(Task to complete):
Can you transcribe every entry word for word, skipping the images?

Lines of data
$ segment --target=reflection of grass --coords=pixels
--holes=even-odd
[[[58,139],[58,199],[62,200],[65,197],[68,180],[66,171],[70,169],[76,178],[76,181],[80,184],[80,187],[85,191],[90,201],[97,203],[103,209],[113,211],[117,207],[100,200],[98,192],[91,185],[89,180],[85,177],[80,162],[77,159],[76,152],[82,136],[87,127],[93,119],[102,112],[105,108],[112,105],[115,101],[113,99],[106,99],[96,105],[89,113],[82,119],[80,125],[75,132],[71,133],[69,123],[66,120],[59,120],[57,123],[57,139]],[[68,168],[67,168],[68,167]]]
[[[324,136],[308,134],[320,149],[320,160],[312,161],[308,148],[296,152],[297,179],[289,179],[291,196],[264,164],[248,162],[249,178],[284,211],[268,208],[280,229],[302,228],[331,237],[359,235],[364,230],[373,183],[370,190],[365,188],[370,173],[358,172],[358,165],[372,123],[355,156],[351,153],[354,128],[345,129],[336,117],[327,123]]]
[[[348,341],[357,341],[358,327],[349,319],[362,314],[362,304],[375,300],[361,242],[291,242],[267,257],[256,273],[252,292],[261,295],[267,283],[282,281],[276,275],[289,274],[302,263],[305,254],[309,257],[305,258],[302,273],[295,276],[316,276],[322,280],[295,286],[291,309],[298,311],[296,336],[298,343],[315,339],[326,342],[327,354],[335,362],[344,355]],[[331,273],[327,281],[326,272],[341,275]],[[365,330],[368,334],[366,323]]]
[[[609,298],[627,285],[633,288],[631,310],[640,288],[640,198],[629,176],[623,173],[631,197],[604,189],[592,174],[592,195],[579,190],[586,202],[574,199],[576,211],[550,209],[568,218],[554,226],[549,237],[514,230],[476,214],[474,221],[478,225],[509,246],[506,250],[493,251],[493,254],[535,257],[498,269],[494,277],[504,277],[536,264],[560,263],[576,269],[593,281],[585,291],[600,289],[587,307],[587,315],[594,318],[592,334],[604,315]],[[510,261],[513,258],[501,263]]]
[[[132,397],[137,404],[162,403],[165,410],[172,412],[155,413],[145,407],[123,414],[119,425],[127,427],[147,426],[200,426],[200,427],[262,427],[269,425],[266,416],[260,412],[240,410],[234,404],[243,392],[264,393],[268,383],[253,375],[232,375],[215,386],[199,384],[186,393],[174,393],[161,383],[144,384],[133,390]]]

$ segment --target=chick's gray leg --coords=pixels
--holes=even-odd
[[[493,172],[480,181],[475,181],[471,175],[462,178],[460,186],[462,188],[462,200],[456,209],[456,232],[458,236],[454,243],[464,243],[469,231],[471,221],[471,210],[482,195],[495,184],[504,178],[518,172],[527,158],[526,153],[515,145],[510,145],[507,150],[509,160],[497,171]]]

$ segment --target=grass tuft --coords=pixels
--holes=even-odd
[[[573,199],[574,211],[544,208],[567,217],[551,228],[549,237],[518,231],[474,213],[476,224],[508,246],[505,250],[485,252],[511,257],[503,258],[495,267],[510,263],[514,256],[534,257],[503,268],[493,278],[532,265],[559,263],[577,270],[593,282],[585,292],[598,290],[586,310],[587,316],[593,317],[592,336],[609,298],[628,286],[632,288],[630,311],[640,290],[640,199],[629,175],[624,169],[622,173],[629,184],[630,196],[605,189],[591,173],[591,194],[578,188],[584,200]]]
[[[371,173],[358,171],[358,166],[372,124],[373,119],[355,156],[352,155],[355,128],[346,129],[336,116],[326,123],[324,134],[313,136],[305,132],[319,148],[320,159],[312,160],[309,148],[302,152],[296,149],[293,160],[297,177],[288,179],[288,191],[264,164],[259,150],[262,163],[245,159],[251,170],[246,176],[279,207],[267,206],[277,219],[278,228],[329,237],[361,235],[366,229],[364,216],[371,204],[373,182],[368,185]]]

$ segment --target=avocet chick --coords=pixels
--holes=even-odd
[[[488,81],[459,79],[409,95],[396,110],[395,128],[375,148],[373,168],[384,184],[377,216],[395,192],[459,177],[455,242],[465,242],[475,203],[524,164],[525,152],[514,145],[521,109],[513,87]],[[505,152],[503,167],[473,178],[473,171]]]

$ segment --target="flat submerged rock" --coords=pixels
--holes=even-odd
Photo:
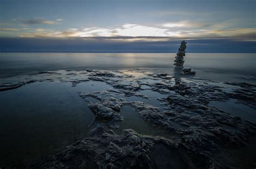
[[[255,136],[256,124],[245,120],[242,114],[235,116],[211,103],[235,100],[241,106],[250,107],[256,116],[254,84],[223,83],[149,70],[90,70],[45,72],[1,86],[11,90],[29,82],[45,81],[71,83],[72,87],[79,89],[78,94],[95,118],[87,138],[31,165],[31,168],[245,167],[237,159],[232,160],[235,159],[232,156],[227,160],[217,154],[223,150],[232,152],[246,146]],[[79,85],[83,83],[92,86],[100,83],[103,87],[87,90]],[[225,90],[227,85],[232,90]],[[158,94],[153,96],[154,92]],[[130,108],[124,113],[122,107],[125,106]],[[131,109],[130,113],[140,118],[133,123],[143,120],[145,124],[141,126],[149,129],[124,128],[138,126],[122,123],[130,118],[127,114]],[[143,132],[149,130],[153,131]]]

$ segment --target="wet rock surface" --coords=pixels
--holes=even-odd
[[[224,148],[246,146],[256,134],[254,123],[210,104],[235,99],[256,111],[256,85],[248,83],[145,70],[87,70],[44,72],[26,81],[2,84],[1,89],[52,80],[71,83],[72,87],[100,82],[109,87],[78,92],[95,115],[91,133],[32,168],[242,168],[244,164],[238,165],[232,157],[225,163],[216,154]],[[121,107],[127,105],[149,126],[166,131],[169,137],[145,136],[132,129],[115,134],[112,130],[125,120]]]

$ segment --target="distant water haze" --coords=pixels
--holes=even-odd
[[[0,78],[43,71],[157,69],[173,75],[176,53],[1,53]],[[255,53],[187,53],[184,67],[196,76],[224,81],[256,81]],[[161,68],[161,69],[159,69]]]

(Correct output):
$ segment --target=reflection of grass --coords=pixels
--holes=even-odd
[[[58,139],[58,199],[62,200],[65,197],[68,180],[66,171],[70,169],[76,178],[76,181],[80,184],[80,187],[85,191],[90,201],[97,203],[103,209],[113,211],[117,207],[100,200],[98,192],[91,185],[89,180],[85,177],[80,162],[77,159],[76,152],[82,136],[87,127],[93,119],[102,112],[105,108],[112,105],[115,101],[113,99],[106,99],[96,105],[89,113],[82,119],[80,125],[75,132],[71,133],[69,123],[66,120],[59,120],[57,123],[57,139]],[[68,168],[67,168],[68,167]]]
[[[324,136],[308,134],[320,149],[320,160],[312,161],[308,148],[296,152],[297,179],[289,179],[291,196],[264,164],[248,162],[249,178],[284,211],[268,208],[280,229],[302,228],[331,237],[359,235],[364,230],[373,183],[370,190],[365,188],[370,173],[358,172],[358,165],[372,123],[355,156],[351,153],[354,128],[345,129],[336,117],[327,123]]]
[[[348,341],[357,341],[358,327],[349,319],[362,314],[362,304],[375,300],[361,242],[291,242],[267,257],[256,273],[252,292],[261,295],[267,283],[282,281],[276,275],[289,274],[302,263],[305,254],[309,257],[305,258],[302,273],[295,276],[316,276],[322,280],[295,286],[291,309],[298,311],[296,336],[298,343],[315,339],[326,342],[327,354],[335,362],[344,355]],[[331,273],[327,281],[326,272],[341,275]],[[365,330],[368,334],[366,323]]]
[[[609,298],[627,285],[633,288],[631,310],[640,288],[640,198],[629,176],[623,173],[631,197],[604,189],[592,174],[592,195],[579,190],[586,202],[574,199],[576,211],[550,209],[568,218],[554,226],[549,237],[514,230],[476,214],[474,221],[478,225],[509,246],[506,250],[493,251],[493,254],[535,257],[498,269],[494,277],[504,277],[536,264],[560,263],[576,269],[593,281],[585,291],[600,289],[587,307],[587,315],[594,318],[592,334],[604,315]],[[510,261],[513,258],[501,263]]]
[[[132,397],[137,404],[162,403],[165,410],[172,412],[155,413],[145,407],[123,414],[119,425],[127,427],[147,426],[200,426],[200,427],[262,427],[269,425],[266,416],[260,412],[240,410],[234,404],[243,392],[264,393],[268,383],[253,375],[232,375],[215,386],[199,384],[186,393],[174,393],[161,383],[144,384],[133,390]]]

$ segment --target=chick's gray leg --coords=pixels
--holes=even-odd
[[[493,172],[480,181],[475,181],[471,175],[462,178],[460,186],[462,188],[462,200],[456,209],[456,232],[458,236],[454,243],[464,243],[469,231],[471,221],[471,210],[482,195],[495,184],[504,178],[518,172],[527,158],[526,153],[515,145],[510,145],[507,150],[509,160],[497,171]]]

$ segment --target=grass tuft --coords=pixels
--holes=even-odd
[[[573,199],[574,211],[544,208],[567,217],[551,228],[549,237],[518,231],[474,213],[476,224],[508,246],[505,250],[485,252],[511,257],[503,258],[495,267],[510,263],[514,256],[534,257],[503,268],[493,278],[532,265],[559,263],[577,270],[593,282],[585,292],[598,290],[586,310],[587,316],[593,317],[592,336],[609,298],[628,286],[632,288],[630,311],[640,290],[640,199],[629,175],[624,169],[622,173],[629,184],[630,196],[605,189],[591,173],[591,194],[578,188],[584,200]]]
[[[371,173],[358,171],[358,166],[372,124],[373,119],[355,156],[352,155],[355,128],[346,129],[336,116],[326,123],[324,134],[313,136],[305,132],[319,148],[320,159],[312,160],[309,148],[302,152],[296,149],[293,160],[297,177],[288,179],[288,191],[264,164],[259,150],[262,163],[245,159],[251,170],[246,176],[279,207],[267,206],[277,219],[278,228],[329,237],[361,235],[366,229],[364,216],[371,204],[373,182],[368,185]]]

$ segment --target=avocet chick --coords=pixels
--holes=even-odd
[[[488,81],[459,79],[409,95],[396,110],[395,128],[375,148],[373,168],[384,184],[377,216],[395,192],[459,177],[455,242],[465,242],[475,203],[524,164],[525,152],[514,145],[521,109],[513,87]],[[505,152],[503,167],[473,178],[473,171]]]

$ segment --target="flat submerged rock" --coords=pixels
--holes=even-odd
Photo:
[[[255,136],[256,124],[245,120],[242,114],[235,116],[211,103],[235,100],[241,106],[250,107],[256,116],[254,84],[223,83],[149,70],[90,70],[45,72],[1,86],[11,90],[29,82],[45,81],[71,83],[72,87],[79,89],[78,94],[95,118],[87,138],[31,165],[31,168],[245,167],[237,159],[232,160],[235,159],[232,156],[227,160],[217,154],[223,150],[232,152],[246,146]],[[79,85],[83,83],[92,86],[100,83],[103,87],[87,90]],[[225,90],[227,85],[232,90]],[[158,94],[153,96],[154,92]],[[130,108],[124,113],[122,107],[125,106]],[[131,109],[130,113],[140,118],[133,123],[143,120],[145,124],[141,126],[149,129],[124,128],[138,126],[122,123],[130,118],[127,114]],[[143,132],[149,130],[153,131]]]

$ segment --target="wet rock surface" --coords=pixels
--holes=even-odd
[[[224,148],[246,146],[256,134],[254,123],[210,104],[235,99],[256,111],[256,85],[248,83],[145,70],[87,70],[44,72],[26,81],[2,84],[1,89],[52,80],[71,83],[72,87],[100,82],[109,87],[78,92],[95,115],[91,133],[32,168],[242,168],[244,164],[238,165],[232,157],[225,163],[216,154]],[[121,107],[127,105],[149,126],[166,131],[169,137],[145,136],[132,129],[115,134],[112,130],[125,120]]]

$ segment --target="distant water haze" --coords=pixels
--holes=even-odd
[[[0,78],[43,71],[157,69],[173,75],[176,53],[1,53]],[[255,53],[187,53],[184,67],[196,76],[224,81],[256,81]],[[161,68],[161,69],[159,69]]]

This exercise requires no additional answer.